** Start STORED DATA **

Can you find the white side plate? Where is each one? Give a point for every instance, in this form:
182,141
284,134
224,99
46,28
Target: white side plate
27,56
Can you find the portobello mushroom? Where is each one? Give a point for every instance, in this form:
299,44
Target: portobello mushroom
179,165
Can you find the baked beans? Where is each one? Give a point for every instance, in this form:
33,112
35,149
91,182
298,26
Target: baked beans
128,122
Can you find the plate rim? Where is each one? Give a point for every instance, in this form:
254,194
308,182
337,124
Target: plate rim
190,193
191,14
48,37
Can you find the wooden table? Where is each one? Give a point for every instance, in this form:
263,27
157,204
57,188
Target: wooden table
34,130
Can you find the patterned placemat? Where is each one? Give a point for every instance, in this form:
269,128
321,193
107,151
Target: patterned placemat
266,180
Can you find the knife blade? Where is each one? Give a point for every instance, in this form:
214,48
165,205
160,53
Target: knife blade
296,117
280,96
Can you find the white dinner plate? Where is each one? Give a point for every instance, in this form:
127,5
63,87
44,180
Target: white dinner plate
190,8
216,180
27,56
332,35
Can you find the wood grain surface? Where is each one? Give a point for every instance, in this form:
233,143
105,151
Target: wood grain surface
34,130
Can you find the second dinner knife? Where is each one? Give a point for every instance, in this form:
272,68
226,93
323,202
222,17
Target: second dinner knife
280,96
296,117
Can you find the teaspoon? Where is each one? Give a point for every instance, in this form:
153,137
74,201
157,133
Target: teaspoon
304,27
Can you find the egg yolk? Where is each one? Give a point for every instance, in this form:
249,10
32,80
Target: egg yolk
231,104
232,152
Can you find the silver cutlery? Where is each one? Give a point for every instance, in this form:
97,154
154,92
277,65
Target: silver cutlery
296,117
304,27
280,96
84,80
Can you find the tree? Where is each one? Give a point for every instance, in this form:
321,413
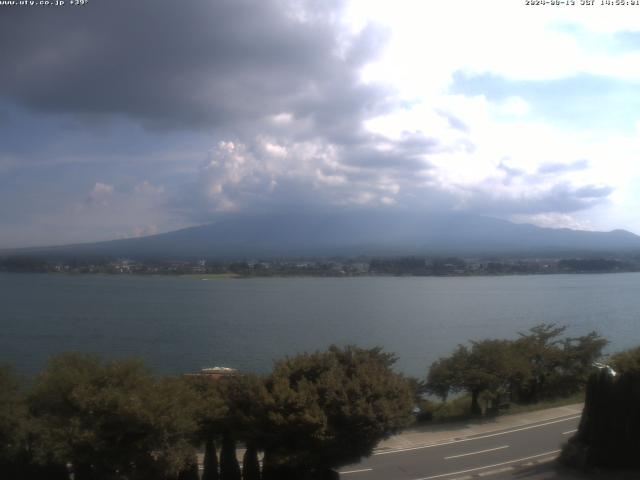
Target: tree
331,408
250,464
112,419
626,361
488,367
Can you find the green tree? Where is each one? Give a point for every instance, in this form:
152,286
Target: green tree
557,366
488,368
112,419
210,467
331,408
229,466
626,361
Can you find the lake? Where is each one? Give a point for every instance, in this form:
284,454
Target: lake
180,324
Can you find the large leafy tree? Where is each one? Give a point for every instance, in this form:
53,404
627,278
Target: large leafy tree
112,419
488,367
331,408
557,365
540,364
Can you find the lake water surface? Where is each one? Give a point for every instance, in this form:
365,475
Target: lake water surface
180,324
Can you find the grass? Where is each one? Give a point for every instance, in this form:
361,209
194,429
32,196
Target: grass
212,276
459,408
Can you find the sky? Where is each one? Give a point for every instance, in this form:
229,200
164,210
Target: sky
127,118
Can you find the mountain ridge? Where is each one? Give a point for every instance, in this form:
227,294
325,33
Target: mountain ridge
349,234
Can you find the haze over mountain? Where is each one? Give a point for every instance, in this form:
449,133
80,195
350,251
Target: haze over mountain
353,234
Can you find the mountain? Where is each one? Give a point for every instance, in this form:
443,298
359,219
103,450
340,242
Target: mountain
352,234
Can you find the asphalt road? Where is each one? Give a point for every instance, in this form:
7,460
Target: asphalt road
492,453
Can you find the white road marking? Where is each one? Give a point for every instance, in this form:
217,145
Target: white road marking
478,438
476,453
489,466
356,471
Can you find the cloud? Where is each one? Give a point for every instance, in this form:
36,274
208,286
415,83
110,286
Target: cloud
303,108
100,194
222,63
551,168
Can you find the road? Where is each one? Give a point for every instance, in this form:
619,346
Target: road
484,454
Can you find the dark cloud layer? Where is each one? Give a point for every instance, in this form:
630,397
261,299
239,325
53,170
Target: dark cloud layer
204,63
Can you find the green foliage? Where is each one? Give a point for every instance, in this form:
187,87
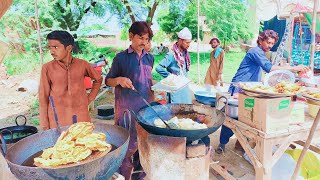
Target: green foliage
69,13
20,63
176,19
160,37
124,33
227,19
35,121
34,109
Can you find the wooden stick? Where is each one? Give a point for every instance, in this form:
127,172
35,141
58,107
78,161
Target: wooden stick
312,147
306,146
313,32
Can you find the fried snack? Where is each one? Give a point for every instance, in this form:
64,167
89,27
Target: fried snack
315,94
75,144
282,87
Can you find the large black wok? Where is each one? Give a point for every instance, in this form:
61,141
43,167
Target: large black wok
211,117
13,134
101,168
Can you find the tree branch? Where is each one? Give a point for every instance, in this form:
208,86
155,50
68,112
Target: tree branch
126,3
93,3
151,12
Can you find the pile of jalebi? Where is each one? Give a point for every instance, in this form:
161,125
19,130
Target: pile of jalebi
75,144
282,87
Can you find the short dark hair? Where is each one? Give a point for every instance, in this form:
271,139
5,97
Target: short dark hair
214,39
141,28
268,34
63,37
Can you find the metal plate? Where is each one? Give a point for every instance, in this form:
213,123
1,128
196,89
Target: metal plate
311,99
254,93
170,89
277,76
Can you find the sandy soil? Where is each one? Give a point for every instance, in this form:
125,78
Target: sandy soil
13,103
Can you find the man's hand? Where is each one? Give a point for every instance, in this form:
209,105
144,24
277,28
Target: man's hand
124,82
300,68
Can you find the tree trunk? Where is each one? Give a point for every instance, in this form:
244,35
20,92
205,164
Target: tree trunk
128,7
4,5
151,12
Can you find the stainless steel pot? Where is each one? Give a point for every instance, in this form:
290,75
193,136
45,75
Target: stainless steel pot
231,108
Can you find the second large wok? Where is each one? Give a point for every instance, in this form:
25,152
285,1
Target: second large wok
211,117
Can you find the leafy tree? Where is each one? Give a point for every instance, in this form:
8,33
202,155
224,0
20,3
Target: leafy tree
130,11
227,19
176,19
18,26
69,13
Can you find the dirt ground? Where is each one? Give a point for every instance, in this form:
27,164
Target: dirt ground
14,102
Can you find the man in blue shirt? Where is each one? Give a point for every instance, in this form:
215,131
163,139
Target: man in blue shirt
130,69
250,70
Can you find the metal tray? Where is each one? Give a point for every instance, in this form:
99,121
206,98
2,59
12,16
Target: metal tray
170,89
254,93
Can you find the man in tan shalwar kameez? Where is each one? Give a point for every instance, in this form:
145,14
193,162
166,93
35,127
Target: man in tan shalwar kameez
214,73
63,80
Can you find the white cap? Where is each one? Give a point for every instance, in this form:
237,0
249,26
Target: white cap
185,34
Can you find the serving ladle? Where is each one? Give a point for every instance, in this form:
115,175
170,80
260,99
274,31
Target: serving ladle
150,106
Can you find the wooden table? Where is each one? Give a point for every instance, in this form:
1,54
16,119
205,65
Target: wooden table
263,159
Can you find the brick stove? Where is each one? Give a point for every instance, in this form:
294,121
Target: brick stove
164,157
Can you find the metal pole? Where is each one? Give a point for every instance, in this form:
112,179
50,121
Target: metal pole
313,32
198,42
306,146
38,29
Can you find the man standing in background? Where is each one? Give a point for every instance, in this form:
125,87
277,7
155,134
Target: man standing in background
178,62
214,73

** End STORED DATA **

## GOAL OF THE EXERCISE
Can you turn every one of the lines above into a JSON list of strings, with one string per line and any blank lines dropped? Keep the pictures out of your answer.

## EXERCISE SOLUTION
[
  "Can you find the white side plate? Where is each one? Give a point for every instance, in this form:",
  "182,141",
  "284,134",
  "224,99",
  "46,28",
  "Target: white side plate",
  "27,56",
  "Can you find the portobello mushroom? Where is each one? Give a point for every instance, in this form:",
  "299,44",
  "Target: portobello mushroom",
  "179,165",
  "Can you find the baked beans? Where is each one? Give a point for every instance, in this form:",
  "33,112",
  "35,149",
  "91,182",
  "298,26",
  "Target: baked beans",
  "128,122",
  "Can you find the plate rim? Where is each one? Give a point for every instance, in this form:",
  "254,194",
  "308,182",
  "337,124",
  "Target: plate rim",
  "190,193",
  "191,14",
  "48,37",
  "Can you find the wooden table? Where is each one? Give a point for every instance, in this form:",
  "263,27",
  "157,204",
  "57,188",
  "Target: wooden table",
  "34,130",
  "Can you find the patterned placemat? Where is each one? Give a point for every instance, in this form:",
  "269,128",
  "321,193",
  "107,151",
  "Target: patterned placemat",
  "266,180",
  "Can you find the knife blade? Where is each one? Give a point for every instance, in this form:",
  "214,48",
  "165,205",
  "160,53",
  "Target: knife blade",
  "296,117",
  "280,96",
  "Can you find the white dinner plate? Where is each one? Give a point for every instance, in this form:",
  "127,5",
  "63,87",
  "44,180",
  "Target: white dinner plate",
  "190,8",
  "216,180",
  "27,56",
  "332,35",
  "Can you find the wood grain surface? Where is each one? Give a point for every instance, in this form:",
  "233,143",
  "105,151",
  "Target: wood grain surface",
  "34,130",
  "Can you find the second dinner knife? Where is each one? Give a point for every instance, in this form:",
  "272,68",
  "226,93",
  "323,202",
  "222,17",
  "Target: second dinner knife",
  "280,96",
  "296,117",
  "Can you find the teaspoon? Where is each one? Give a point for every instance, in this form:",
  "153,137",
  "74,201",
  "157,133",
  "Target: teaspoon",
  "304,27",
  "Can you find the egg yolk? Where is each one? Give a point for every instance, in this form:",
  "249,10",
  "32,80",
  "Target: egg yolk",
  "231,104",
  "232,152",
  "Can you find the silver cutlery? Where is each one? Give a point for every instance, in this form:",
  "97,154",
  "154,92",
  "277,65",
  "Target: silver cutlery",
  "296,117",
  "304,27",
  "280,96",
  "84,80",
  "Can you find the tree? Where is each one? Give a point for every instance, in this form:",
  "321,413",
  "Target: tree",
  "331,408",
  "250,464",
  "112,419",
  "626,361",
  "488,367",
  "Can you find the green tree? Where is each one? Give a point for every instance, in this form:",
  "152,286",
  "Target: green tree",
  "557,366",
  "488,368",
  "112,419",
  "210,467",
  "331,408",
  "229,466",
  "626,361",
  "Can you find the lake? Where is each one? Give a point for every instance, in this form:",
  "284,454",
  "Target: lake",
  "180,324",
  "Can you find the large leafy tree? Where is each one? Give a point for every instance, in this form:",
  "53,404",
  "627,278",
  "Target: large leafy tree",
  "112,419",
  "488,367",
  "331,408",
  "557,365",
  "540,364",
  "Can you find the lake water surface? Where is each one? Give a point for every instance, in this form:",
  "365,475",
  "Target: lake water surface",
  "180,324",
  "Can you find the grass? Where is each one? Give a point for every instance, in this form:",
  "361,209",
  "194,429",
  "32,196",
  "Target: grass",
  "212,276",
  "459,408",
  "Can you find the sky? Where is each one? Give a point for every instance, in this form:",
  "229,200",
  "164,210",
  "Target: sky",
  "127,118",
  "Can you find the mountain ridge? Where is each one? Give a point for every instance, in this form:",
  "227,294",
  "325,33",
  "Target: mountain ridge",
  "349,234",
  "Can you find the haze over mountain? Where is each one? Give a point for every instance, in this form:",
  "449,133",
  "80,195",
  "350,251",
  "Target: haze over mountain",
  "353,234",
  "Can you find the mountain? Where is each one? Give a point for every instance, in this form:",
  "443,298",
  "359,219",
  "103,450",
  "340,242",
  "Target: mountain",
  "352,234",
  "Can you find the asphalt road? Where is each one? Give a point for every instance, in this form:",
  "7,460",
  "Target: asphalt road",
  "492,453",
  "Can you find the white road marking? Where is each one? Give a point for every instance, in this form:",
  "217,145",
  "Target: white road marking",
  "478,438",
  "476,453",
  "489,466",
  "356,471",
  "Can you find the cloud? Where is each one? Give a point for every instance, in this form:",
  "36,274",
  "208,286",
  "415,83",
  "110,286",
  "Target: cloud",
  "303,108",
  "100,194",
  "222,63",
  "551,168",
  "Can you find the road? Where is each one? Give a point for every instance, in this form:",
  "619,346",
  "Target: road",
  "484,454",
  "Can you find the dark cloud layer? Where is each one? Give a point for every instance, in this form:",
  "630,397",
  "261,299",
  "239,325",
  "53,170",
  "Target: dark cloud layer",
  "204,63",
  "Can you find the green foliage? Where is each one? Give a point for every instance, in this form:",
  "187,87",
  "Target: green foliage",
  "69,13",
  "20,63",
  "176,19",
  "160,37",
  "124,33",
  "227,19",
  "35,121",
  "34,109",
  "Can you find the wooden stick? Where is each one? Give a point for every instance, in this form:",
  "127,172",
  "35,141",
  "58,107",
  "78,161",
  "Target: wooden stick",
  "312,147",
  "306,146",
  "313,32",
  "Can you find the fried snack? Where is each one? Give a point for every instance, in this form:",
  "64,167",
  "89,27",
  "Target: fried snack",
  "315,94",
  "75,144",
  "282,87",
  "Can you find the large black wok? Where is each one? Give a point for every instance, in this form:",
  "61,141",
  "43,167",
  "Target: large black wok",
  "211,117",
  "13,134",
  "101,168",
  "Can you find the tree branch? Where is each one? Give a point for every instance, in this form:",
  "208,86",
  "155,50",
  "68,112",
  "Target: tree branch",
  "126,3",
  "93,3",
  "151,12",
  "Can you find the pile of jalebi? Where is each one? Give a point for every instance, in this form:",
  "161,125",
  "19,130",
  "Target: pile of jalebi",
  "75,144",
  "282,87",
  "Can you find the short dark hair? Where is each one? Give a point for every instance, in this form:",
  "271,139",
  "5,97",
  "Target: short dark hair",
  "214,39",
  "141,28",
  "268,34",
  "63,37",
  "Can you find the metal plate? Where is each one? Give a point for every instance, in this form:",
  "213,123",
  "1,128",
  "196,89",
  "Target: metal plate",
  "311,99",
  "254,93",
  "170,89",
  "277,76",
  "Can you find the sandy soil? Where is each one? Give a point for every instance, in this form:",
  "125,78",
  "Target: sandy soil",
  "13,103",
  "Can you find the man's hand? Where is each one? Give a point for every instance, in this form:",
  "209,105",
  "144,24",
  "277,28",
  "Target: man's hand",
  "124,82",
  "300,68",
  "Can you find the tree trunk? Where is each one? Give a point for every instance, in this form:",
  "244,35",
  "20,92",
  "205,164",
  "Target: tree trunk",
  "128,7",
  "4,5",
  "151,12",
  "Can you find the stainless steel pot? Where is each one? Give a point for every instance, in this form:",
  "290,75",
  "193,136",
  "45,75",
  "Target: stainless steel pot",
  "231,108",
  "Can you find the second large wok? Where is each one? Give a point for every instance, in this form:",
  "25,152",
  "285,1",
  "Target: second large wok",
  "211,117",
  "Can you find the leafy tree? Where is each one? Give a point for every instance, in this form:",
  "8,33",
  "202,155",
  "224,0",
  "20,3",
  "Target: leafy tree",
  "130,11",
  "227,19",
  "176,19",
  "18,26",
  "69,13",
  "Can you find the dirt ground? Where is each one? Give a point for every instance, in this form:",
  "27,164",
  "Target: dirt ground",
  "14,102",
  "Can you find the man in blue shirt? Where is each one? Give a point for every instance, in this form:",
  "215,131",
  "163,139",
  "Target: man in blue shirt",
  "130,69",
  "250,70",
  "Can you find the metal tray? Where is each one? Give a point for every instance, in this form:",
  "99,121",
  "206,98",
  "2,59",
  "12,16",
  "Target: metal tray",
  "170,89",
  "254,93",
  "Can you find the man in tan shalwar kameez? Where is each one? Give a point for every instance, in this form:",
  "145,14",
  "193,162",
  "166,93",
  "35,127",
  "Target: man in tan shalwar kameez",
  "214,73",
  "63,80",
  "Can you find the white cap? Where is each one? Give a point for every instance, in this form:",
  "237,0",
  "249,26",
  "Target: white cap",
  "185,34",
  "Can you find the serving ladle? Where is each one? Give a point for every instance, in this form:",
  "115,175",
  "170,80",
  "260,99",
  "274,31",
  "Target: serving ladle",
  "150,106",
  "Can you find the wooden table? Where is each one? Give a point for every instance, in this form:",
  "1,54",
  "16,119",
  "205,65",
  "Target: wooden table",
  "263,159",
  "Can you find the brick stove? Where is each one? Give a point for every instance, in this form:",
  "294,121",
  "Target: brick stove",
  "164,157",
  "Can you find the metal pole? Where is each one? Give a point for every instance, in this form:",
  "112,179",
  "50,121",
  "Target: metal pole",
  "313,32",
  "198,42",
  "306,146",
  "38,29",
  "Can you find the man standing in background? Where is each one? Give a point for every instance, in this form:",
  "125,87",
  "277,7",
  "155,134",
  "Target: man standing in background",
  "178,62",
  "214,73"
]